La tentación de los intolerantes

Hoy vivimos en la época del «relato», en la que la verdad importa menos que un buen envoltorio. Esto permite el regodeo de quienes ven en «el fin de la concertada» una supuesta victoria de lo público frente a lo privado y una derrota de los ricos -y los creyentes- frente a los pobres y los que ya se han liberado del yugo de la superstición. Si en el plan de reconstrucción social que se está pergeñando para esta nueva sociedad de la distancia, surgida tras el Covid-19, se decide no financiar las reformas exigidas en la escuela para los centros concertados, se está condenando a la mayoría a una casi segura desaparición. Y esto lo saben bien quienes proponen que toda la ayuda destinada a educación vaya a centros de titularidad pública.

Los titulares tramposos, en el caso de la educación concertada, juegan con ideas similares a estas: Quien quiera educación privada, que se la pague. El estado no tiene por qué financiar centros privados. La concertada es para los ricos. Al privilegiar a la educación concertada, se está haciendo en detrimento de los centros públicos. Hay una simplificación burda al dividir la educación en pública y privada, con el añadido de identificar la concertada con privada. He ahí la primera gran mentira. Decir sin más que la educación concertada es educación privada financiada por lo público es tan reduccionista como sería decir que es educación pública encomendada a la empresa privada. Curiosamente, en ambas descripciones hay destellos de verdad. Pero ambas obvian que la concertada sería una tercera pata del sistema educativo, con su entidad propia.

La afirmación de que la concertada es para los ricos choca con la terca realidad, cuando se ve la existencia de centros concertados en muchos de los barrios más depauperados de nuestras ciudades. Y lo mismo se puede decir cuando se estudian cifras, y no tuits, sobre diversidad en las aulas de la concertada. Escuelas católicas, por ejemplo, ofrece abundantes datos en sus documentos sobre la diversidad familiar, socio-económica o el origen migrante de los alumnos. Datos que son obviados.

◆ **Material proporcionado**:
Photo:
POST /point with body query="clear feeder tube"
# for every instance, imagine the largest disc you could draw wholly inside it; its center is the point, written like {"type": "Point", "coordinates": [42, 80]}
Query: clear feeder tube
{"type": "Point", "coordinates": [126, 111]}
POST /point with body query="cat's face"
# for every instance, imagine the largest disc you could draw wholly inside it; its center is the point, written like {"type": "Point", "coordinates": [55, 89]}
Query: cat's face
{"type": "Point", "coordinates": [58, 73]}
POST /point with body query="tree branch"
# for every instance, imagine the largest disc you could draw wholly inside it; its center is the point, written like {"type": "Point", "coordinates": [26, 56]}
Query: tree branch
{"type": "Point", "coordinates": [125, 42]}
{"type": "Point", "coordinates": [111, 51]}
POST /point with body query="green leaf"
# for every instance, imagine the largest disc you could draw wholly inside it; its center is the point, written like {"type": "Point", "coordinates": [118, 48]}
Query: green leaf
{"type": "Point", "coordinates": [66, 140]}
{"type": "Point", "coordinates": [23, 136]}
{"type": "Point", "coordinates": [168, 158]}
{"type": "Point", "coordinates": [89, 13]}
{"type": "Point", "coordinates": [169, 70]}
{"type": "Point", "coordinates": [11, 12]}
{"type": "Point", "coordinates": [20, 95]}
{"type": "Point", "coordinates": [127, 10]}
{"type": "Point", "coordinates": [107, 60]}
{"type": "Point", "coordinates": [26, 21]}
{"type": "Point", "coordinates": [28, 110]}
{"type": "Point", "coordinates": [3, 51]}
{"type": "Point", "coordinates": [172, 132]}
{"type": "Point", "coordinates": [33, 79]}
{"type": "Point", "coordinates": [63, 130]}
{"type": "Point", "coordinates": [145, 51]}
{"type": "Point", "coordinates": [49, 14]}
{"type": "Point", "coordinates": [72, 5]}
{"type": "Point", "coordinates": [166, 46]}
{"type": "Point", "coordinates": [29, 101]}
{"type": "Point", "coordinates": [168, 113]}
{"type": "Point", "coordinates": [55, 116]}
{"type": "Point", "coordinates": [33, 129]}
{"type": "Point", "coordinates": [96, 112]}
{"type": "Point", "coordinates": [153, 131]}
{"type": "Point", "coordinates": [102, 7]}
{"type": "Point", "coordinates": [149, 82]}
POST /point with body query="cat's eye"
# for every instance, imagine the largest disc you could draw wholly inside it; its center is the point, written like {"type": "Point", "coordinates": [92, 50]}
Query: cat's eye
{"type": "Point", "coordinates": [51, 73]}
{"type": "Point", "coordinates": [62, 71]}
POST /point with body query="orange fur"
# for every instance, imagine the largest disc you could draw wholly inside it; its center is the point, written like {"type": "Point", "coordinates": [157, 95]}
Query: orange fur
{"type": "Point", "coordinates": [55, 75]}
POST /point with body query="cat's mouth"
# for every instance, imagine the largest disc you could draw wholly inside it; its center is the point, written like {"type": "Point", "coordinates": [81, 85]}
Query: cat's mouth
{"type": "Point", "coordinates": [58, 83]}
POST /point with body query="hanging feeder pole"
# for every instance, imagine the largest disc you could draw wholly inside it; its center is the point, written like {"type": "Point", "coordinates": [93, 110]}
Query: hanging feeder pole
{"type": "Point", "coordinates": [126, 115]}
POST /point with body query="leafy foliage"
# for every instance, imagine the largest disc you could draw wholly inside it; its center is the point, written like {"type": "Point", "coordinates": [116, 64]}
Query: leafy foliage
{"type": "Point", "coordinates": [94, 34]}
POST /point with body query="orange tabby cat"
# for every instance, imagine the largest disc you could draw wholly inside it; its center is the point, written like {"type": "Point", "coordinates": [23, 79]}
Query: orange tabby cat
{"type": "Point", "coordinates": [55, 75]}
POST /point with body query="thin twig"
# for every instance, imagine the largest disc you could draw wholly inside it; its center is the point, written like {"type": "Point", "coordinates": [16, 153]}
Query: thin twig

◆ **Enunciado 1**:
Según el texto sobre la educación concertada, ¿quién ofrece en sus documentos abundantes datos sobre la diversidad familiar, socioeconómica o de origen migrante de los alumnos?
◆ **Enunciado 2**:
Copia del texto sobre la educación concertada el fragmento que va desde «La tentación de» hasta «de titularidad pública.».
◆ **Enunciado 3**:
Prosigue el texto sobre la educación concertada a partir de su última oración.

◆ **Espacio de respuesta 1**:
Escuelas católicas.

◆ **Espacio de respuesta 2**:
La tentación de los intolerantes

Hoy vivimos en la época del «relato», en la que la verdad importa menos que un buen envoltorio. Esto permite el regodeo de quienes ven en «el fin de la concertada» una supuesta victoria de lo público frente a lo privado y una derrota de los ricos -y los creyentes- frente a los pobres y los que ya se han liberado del yugo de la superstición. Si en el plan de reconstrucción social que se está pergeñando para esta nueva sociedad de la distancia, surgida tras el Covid-19, se decide no financiar las reformas exigidas en la escuela para los centros concertados, se está condenando a la mayoría a una casi segura desaparición. Y esto lo saben bien quienes proponen que toda la ayuda destinada a educación vaya a centros de titularidad pública.

◆ **Espacio de respuesta 3**:
Hay dos tipos de argumentos sobre los que cabe la pregunta de si el Estado puede o debe seguir financiando la educación concertada. El primero tiene que ver con el descenso de los alumnos. La disminución de la natalidad en las últimas décadas aboca el sistema al colapso. Si el Ministerio de Educación argumentase que no hay alumnos para llenar al tiempo centros concertados y centros públicos y que tiene que elegir, habría ahí puntos para un diálogo. Otra cosa es que los centros concertados tienen derecho a acudir a la ley y al acuerdo que está en su origen, y es que debería darse prioridad al derecho de los padres a elegir, y en consecuencia, a la demanda parental sobre el tipo de centros a los que quieren mandar a sus hijos.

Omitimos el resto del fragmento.